Your answer should be one number: the count of lines in the data below that include "locomotive".

-- DATASET EXCERPTS follows --

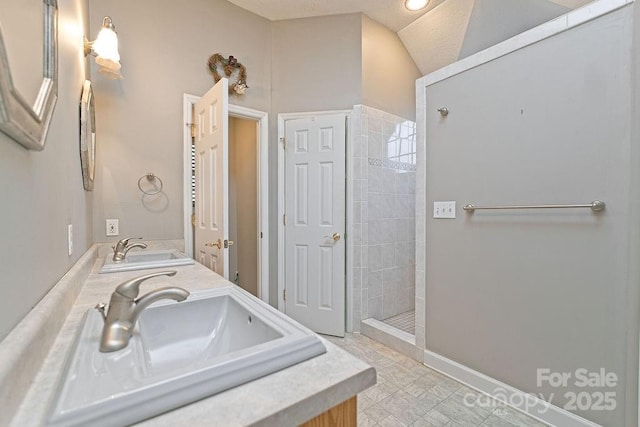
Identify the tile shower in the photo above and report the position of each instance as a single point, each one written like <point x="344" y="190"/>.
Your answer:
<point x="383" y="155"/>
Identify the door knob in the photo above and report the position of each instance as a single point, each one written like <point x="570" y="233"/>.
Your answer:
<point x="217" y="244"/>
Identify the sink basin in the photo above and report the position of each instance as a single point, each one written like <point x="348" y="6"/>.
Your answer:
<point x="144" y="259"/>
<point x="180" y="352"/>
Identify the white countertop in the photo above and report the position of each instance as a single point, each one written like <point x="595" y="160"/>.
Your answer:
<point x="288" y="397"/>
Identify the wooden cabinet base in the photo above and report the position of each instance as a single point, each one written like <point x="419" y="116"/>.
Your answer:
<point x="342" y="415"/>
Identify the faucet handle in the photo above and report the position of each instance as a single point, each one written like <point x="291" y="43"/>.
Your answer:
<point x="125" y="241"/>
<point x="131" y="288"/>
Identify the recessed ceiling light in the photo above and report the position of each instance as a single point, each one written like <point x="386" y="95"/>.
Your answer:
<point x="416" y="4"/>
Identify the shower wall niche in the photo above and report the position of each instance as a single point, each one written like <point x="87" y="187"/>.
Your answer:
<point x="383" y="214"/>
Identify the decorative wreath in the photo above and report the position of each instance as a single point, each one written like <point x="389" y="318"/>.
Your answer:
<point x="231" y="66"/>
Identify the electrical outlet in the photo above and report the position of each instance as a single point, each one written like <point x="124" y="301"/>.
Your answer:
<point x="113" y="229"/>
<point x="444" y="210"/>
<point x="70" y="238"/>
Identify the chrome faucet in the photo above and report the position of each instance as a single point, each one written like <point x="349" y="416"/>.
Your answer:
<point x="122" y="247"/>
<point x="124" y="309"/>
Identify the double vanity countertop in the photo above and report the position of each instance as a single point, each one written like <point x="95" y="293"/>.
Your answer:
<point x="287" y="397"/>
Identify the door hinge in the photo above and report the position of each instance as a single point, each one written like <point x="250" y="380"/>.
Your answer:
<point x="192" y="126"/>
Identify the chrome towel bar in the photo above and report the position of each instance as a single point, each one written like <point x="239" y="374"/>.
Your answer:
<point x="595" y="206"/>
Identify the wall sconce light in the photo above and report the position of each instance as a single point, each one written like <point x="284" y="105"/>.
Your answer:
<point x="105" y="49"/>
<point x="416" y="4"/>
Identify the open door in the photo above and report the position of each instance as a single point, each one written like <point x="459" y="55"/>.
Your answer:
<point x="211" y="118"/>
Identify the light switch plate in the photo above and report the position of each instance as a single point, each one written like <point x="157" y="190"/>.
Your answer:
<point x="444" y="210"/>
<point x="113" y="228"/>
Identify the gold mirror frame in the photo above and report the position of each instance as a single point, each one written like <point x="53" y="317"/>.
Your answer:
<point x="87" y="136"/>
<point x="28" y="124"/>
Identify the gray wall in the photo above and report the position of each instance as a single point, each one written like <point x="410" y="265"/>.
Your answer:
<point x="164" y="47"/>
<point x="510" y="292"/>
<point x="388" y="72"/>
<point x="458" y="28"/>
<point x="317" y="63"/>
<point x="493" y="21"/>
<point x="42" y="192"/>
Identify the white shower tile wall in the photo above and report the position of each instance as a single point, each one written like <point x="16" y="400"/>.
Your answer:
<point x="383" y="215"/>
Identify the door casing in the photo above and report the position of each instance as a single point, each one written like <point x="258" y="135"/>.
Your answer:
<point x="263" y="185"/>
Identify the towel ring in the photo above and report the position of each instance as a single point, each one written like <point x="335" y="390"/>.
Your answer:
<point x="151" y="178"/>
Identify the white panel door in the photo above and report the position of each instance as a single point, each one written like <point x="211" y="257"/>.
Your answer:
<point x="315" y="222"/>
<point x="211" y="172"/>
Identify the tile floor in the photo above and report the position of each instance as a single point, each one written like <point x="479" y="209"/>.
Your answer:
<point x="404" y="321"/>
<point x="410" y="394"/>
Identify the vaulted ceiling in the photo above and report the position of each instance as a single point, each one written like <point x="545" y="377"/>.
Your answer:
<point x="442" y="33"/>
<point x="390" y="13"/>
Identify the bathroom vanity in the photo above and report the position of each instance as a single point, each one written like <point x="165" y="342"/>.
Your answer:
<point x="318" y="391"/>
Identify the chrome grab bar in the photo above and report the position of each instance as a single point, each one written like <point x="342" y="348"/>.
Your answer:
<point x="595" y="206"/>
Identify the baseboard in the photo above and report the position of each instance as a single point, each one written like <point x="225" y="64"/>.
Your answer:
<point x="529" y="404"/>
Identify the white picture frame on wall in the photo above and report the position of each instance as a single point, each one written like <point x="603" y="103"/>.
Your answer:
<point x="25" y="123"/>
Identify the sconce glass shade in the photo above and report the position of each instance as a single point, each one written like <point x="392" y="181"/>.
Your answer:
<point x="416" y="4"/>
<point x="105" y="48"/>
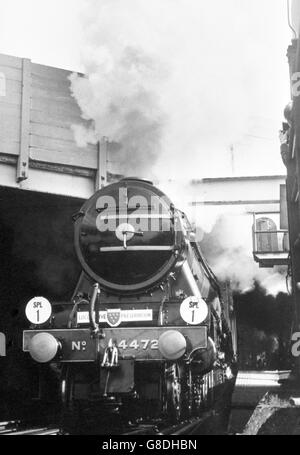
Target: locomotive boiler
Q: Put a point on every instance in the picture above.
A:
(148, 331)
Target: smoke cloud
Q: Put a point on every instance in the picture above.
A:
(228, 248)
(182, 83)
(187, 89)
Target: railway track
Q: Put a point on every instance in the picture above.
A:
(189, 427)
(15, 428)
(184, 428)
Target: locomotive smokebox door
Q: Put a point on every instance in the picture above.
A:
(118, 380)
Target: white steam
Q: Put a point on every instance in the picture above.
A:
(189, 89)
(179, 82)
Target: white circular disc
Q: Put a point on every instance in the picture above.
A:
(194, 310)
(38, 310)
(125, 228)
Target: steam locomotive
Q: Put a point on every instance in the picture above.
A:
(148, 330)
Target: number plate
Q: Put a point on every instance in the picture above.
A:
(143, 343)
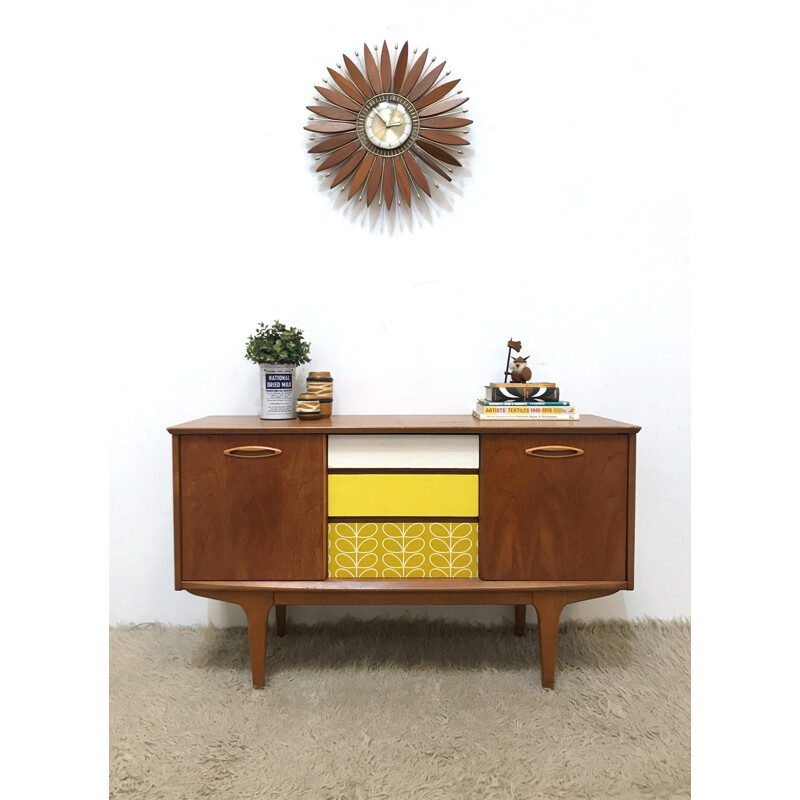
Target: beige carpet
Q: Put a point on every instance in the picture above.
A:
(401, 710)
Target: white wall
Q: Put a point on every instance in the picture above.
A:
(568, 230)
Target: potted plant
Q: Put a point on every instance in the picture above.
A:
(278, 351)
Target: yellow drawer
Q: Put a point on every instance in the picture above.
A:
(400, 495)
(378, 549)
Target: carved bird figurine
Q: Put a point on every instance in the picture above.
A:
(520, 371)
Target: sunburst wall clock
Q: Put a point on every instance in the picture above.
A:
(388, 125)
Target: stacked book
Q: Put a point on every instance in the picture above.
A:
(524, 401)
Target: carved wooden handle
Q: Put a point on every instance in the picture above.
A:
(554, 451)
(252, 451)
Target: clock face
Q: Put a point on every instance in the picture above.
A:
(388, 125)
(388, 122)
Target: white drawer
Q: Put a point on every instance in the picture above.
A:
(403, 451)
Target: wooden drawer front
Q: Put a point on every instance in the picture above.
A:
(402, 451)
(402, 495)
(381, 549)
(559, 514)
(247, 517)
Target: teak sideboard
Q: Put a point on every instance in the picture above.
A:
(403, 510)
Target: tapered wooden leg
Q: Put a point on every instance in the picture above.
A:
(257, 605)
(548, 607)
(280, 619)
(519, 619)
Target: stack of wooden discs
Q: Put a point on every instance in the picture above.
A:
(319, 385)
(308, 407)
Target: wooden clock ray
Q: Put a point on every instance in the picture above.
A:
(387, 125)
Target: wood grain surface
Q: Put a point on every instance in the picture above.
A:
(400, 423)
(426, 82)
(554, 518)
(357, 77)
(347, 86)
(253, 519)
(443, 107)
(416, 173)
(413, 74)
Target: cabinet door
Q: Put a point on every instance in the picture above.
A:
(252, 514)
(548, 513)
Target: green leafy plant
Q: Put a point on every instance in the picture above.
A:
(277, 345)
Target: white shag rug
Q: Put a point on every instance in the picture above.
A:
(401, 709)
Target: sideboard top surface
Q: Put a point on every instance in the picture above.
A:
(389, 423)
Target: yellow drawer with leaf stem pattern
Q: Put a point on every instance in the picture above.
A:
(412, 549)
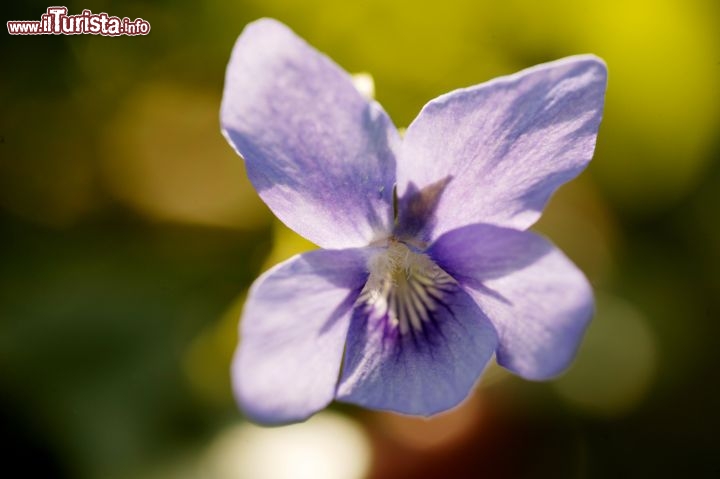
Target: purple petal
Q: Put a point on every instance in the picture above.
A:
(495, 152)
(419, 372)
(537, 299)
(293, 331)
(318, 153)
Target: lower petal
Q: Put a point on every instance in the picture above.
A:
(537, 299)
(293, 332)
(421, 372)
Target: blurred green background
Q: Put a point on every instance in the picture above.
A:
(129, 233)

-- DATASET EXCERPTS concluded --

ANSWER BOX:
3